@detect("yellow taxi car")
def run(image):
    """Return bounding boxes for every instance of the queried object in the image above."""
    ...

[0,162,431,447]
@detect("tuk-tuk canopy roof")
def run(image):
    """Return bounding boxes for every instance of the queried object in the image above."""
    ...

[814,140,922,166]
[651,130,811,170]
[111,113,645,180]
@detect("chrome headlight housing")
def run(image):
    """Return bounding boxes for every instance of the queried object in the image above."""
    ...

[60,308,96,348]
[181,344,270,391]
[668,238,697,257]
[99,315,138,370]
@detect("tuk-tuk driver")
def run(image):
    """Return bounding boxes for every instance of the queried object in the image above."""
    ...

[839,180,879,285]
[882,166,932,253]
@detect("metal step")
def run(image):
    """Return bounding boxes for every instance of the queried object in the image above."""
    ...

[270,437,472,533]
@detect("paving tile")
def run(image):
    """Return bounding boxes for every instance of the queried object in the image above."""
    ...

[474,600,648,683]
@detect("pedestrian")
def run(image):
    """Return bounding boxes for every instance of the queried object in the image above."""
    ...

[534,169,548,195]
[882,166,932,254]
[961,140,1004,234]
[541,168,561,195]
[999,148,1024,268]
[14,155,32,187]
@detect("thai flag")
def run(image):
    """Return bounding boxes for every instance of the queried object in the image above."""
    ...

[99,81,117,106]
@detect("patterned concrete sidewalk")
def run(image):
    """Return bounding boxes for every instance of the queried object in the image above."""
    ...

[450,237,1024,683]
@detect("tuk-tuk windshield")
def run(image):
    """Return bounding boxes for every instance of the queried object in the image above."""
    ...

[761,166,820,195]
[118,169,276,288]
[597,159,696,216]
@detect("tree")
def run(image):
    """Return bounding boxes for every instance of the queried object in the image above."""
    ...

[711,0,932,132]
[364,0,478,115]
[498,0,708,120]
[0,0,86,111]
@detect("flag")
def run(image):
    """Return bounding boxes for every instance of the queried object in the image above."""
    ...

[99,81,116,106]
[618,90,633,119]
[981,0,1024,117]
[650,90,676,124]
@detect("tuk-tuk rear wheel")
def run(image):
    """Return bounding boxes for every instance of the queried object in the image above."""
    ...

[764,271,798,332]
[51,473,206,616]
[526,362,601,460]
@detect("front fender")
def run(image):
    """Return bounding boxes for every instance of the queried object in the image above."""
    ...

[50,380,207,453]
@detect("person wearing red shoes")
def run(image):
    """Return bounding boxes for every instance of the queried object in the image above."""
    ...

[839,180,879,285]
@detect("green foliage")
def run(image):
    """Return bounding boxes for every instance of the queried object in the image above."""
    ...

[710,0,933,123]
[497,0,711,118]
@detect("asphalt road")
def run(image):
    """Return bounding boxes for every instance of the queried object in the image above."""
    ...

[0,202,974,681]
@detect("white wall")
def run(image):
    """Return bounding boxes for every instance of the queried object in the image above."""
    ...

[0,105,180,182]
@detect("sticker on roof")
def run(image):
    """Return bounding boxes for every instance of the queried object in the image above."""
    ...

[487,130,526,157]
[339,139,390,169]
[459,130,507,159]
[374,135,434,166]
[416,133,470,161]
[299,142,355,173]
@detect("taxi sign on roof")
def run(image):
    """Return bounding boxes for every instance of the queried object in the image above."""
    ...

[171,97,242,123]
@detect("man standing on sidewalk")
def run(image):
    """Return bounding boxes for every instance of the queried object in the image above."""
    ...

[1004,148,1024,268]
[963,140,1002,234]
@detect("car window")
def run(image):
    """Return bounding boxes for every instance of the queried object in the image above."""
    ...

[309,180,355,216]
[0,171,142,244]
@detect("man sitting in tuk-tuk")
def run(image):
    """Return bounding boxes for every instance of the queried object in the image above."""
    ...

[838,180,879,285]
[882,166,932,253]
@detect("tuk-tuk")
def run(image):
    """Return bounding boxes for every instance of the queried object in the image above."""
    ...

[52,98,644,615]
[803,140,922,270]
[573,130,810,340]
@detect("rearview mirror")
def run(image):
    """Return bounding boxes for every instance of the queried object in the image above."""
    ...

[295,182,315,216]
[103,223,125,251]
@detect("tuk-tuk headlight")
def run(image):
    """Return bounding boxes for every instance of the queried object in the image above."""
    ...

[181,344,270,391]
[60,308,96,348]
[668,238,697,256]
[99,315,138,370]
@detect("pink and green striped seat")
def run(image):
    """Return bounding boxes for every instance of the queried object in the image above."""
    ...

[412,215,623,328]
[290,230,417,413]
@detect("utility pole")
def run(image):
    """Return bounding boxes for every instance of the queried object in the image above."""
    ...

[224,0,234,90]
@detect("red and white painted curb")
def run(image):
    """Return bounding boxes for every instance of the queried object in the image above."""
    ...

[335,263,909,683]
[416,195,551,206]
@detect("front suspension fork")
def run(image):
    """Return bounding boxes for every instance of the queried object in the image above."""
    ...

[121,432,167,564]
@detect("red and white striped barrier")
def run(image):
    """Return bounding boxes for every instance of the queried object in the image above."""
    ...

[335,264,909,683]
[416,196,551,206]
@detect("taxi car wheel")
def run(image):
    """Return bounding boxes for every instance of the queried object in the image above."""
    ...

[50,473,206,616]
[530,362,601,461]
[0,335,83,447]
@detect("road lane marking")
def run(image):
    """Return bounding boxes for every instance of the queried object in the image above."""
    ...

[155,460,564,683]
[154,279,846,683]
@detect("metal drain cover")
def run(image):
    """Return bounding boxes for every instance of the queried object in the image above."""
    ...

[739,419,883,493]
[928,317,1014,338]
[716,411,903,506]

◆ ◆ ◆ ◆

- What you are asked to do
Please reproduce the stretch of the data above from its start through the line containing "[0,162,431,447]", keeping the request lines, and shift every bounding-box coordinate up by 13.

- Finished answer
@detect("yellow taxi car")
def run(image):
    """Return bounding boxes for every instance of the queried object in the image above."""
    ...

[13,175,444,460]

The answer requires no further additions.